## TASK REQUIREMENTS
Extract each line holding the word "blade" from the entries.
#### RECORDS FOR THE TASK ####
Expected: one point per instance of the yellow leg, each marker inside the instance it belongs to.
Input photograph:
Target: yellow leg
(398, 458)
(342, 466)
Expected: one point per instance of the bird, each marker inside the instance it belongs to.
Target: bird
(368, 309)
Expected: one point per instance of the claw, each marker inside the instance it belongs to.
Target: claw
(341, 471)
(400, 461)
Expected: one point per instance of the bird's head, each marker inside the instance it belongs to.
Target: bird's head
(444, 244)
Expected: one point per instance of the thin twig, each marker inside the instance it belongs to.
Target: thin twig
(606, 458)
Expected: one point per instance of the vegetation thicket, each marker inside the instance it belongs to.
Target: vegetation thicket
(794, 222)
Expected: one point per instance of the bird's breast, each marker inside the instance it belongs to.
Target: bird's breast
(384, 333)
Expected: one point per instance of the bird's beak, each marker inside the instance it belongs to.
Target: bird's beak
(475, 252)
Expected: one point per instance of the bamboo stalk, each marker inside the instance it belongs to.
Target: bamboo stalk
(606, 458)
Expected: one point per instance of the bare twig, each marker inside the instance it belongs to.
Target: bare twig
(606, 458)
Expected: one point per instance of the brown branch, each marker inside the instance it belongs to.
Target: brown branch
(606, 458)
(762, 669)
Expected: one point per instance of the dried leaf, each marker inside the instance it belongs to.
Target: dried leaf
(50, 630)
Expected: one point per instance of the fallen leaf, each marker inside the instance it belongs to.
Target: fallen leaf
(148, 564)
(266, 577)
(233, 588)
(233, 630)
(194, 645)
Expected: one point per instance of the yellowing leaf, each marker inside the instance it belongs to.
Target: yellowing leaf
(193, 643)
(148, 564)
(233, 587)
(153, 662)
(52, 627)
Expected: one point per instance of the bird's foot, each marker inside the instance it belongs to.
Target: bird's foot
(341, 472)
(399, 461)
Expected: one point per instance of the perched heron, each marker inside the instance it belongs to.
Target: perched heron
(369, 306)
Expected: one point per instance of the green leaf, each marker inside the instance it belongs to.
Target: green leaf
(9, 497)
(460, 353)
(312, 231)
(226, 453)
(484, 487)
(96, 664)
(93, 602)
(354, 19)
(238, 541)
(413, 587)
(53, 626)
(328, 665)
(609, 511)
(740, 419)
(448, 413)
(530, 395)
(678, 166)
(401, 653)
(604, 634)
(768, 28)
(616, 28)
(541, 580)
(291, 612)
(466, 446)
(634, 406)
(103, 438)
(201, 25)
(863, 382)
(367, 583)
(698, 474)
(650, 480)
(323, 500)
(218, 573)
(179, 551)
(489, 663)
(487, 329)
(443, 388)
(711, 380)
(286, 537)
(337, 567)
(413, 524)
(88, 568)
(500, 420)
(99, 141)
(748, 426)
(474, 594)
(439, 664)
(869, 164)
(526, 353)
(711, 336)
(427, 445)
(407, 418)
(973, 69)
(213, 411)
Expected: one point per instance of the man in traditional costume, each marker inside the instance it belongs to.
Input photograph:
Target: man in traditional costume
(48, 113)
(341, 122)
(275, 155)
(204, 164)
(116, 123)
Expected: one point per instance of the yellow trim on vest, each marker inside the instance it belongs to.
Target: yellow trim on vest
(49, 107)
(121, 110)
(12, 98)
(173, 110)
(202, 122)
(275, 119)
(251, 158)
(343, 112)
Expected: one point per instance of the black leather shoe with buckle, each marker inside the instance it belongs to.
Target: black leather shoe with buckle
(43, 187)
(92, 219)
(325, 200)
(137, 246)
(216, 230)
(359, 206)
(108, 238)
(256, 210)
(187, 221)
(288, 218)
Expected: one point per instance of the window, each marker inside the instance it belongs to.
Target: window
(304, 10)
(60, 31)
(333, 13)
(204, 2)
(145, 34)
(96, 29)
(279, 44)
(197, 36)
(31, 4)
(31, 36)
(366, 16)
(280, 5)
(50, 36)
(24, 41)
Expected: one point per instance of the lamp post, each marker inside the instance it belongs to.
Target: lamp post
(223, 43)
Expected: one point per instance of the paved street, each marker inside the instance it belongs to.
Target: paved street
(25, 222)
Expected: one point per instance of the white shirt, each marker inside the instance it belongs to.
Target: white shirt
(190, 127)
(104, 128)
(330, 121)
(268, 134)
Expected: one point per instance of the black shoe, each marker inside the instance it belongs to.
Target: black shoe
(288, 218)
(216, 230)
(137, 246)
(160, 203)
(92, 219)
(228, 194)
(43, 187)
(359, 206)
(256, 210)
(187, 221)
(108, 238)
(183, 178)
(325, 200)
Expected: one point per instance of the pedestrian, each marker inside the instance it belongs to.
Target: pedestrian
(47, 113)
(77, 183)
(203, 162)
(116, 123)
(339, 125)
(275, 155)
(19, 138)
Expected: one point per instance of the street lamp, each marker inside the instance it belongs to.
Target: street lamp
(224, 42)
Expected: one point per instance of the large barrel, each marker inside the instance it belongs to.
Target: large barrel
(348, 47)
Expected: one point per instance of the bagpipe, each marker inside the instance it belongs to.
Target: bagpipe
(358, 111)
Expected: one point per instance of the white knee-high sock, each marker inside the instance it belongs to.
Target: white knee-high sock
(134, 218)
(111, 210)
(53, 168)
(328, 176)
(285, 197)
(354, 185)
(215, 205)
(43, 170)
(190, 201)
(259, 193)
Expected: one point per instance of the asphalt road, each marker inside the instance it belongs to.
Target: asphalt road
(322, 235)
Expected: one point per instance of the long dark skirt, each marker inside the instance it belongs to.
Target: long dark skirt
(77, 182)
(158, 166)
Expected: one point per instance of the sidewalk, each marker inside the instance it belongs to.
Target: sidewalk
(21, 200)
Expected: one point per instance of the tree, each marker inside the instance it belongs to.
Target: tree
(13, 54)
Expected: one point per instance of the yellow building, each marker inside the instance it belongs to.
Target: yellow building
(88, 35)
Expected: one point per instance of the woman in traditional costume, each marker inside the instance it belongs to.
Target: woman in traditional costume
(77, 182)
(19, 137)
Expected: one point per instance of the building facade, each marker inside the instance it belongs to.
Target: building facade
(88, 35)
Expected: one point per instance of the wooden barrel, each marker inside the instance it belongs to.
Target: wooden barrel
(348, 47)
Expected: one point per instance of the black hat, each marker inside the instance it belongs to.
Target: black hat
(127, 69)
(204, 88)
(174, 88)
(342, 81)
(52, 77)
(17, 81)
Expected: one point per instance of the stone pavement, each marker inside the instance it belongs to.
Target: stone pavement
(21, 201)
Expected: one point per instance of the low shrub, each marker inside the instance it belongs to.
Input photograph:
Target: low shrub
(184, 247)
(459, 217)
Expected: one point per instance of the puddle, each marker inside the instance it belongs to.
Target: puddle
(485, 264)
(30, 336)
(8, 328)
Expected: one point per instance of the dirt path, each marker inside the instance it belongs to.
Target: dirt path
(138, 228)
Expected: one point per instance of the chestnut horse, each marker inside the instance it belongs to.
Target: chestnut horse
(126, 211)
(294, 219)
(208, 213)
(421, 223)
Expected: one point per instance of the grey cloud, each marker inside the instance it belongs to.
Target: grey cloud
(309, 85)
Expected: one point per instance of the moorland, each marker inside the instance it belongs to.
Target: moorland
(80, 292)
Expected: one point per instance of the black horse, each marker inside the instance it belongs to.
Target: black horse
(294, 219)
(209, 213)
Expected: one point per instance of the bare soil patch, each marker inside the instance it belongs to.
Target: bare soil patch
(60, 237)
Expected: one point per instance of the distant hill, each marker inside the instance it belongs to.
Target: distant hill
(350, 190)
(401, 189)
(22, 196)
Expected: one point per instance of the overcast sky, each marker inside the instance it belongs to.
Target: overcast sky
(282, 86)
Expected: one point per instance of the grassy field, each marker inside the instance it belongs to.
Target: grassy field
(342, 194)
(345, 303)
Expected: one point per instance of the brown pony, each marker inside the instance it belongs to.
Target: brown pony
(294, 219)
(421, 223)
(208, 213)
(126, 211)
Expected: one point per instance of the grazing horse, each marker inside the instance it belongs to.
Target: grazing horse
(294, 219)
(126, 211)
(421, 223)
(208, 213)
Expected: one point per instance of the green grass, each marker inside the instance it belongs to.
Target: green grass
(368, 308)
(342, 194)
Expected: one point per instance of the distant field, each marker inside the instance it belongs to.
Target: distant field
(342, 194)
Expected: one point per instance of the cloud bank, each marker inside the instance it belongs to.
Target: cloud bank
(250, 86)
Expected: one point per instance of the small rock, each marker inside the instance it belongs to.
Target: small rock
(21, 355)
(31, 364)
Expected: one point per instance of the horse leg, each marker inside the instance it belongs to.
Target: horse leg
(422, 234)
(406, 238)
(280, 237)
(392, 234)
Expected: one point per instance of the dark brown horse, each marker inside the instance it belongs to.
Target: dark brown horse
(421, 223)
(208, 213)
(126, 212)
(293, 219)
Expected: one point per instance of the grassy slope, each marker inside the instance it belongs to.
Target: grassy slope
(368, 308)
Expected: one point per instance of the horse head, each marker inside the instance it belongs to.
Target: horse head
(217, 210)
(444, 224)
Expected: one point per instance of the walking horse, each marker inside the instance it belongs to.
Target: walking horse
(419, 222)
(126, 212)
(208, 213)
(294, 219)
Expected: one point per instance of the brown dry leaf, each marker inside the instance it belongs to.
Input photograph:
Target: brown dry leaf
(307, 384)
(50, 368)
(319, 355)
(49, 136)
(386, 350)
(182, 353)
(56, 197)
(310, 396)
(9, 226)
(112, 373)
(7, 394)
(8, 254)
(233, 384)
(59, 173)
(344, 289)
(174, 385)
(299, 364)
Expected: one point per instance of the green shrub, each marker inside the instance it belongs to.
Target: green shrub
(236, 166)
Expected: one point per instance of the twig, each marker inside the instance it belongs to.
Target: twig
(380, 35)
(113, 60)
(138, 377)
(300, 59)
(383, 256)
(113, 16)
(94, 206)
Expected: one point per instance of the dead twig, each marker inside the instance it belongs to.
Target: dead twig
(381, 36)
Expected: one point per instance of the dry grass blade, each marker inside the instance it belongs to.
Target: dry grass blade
####
## EXERCISE ANSWER
Expected: one point per instance of the dry grass blade, each marker inside the instance it belongs to.
Target: dry grass blade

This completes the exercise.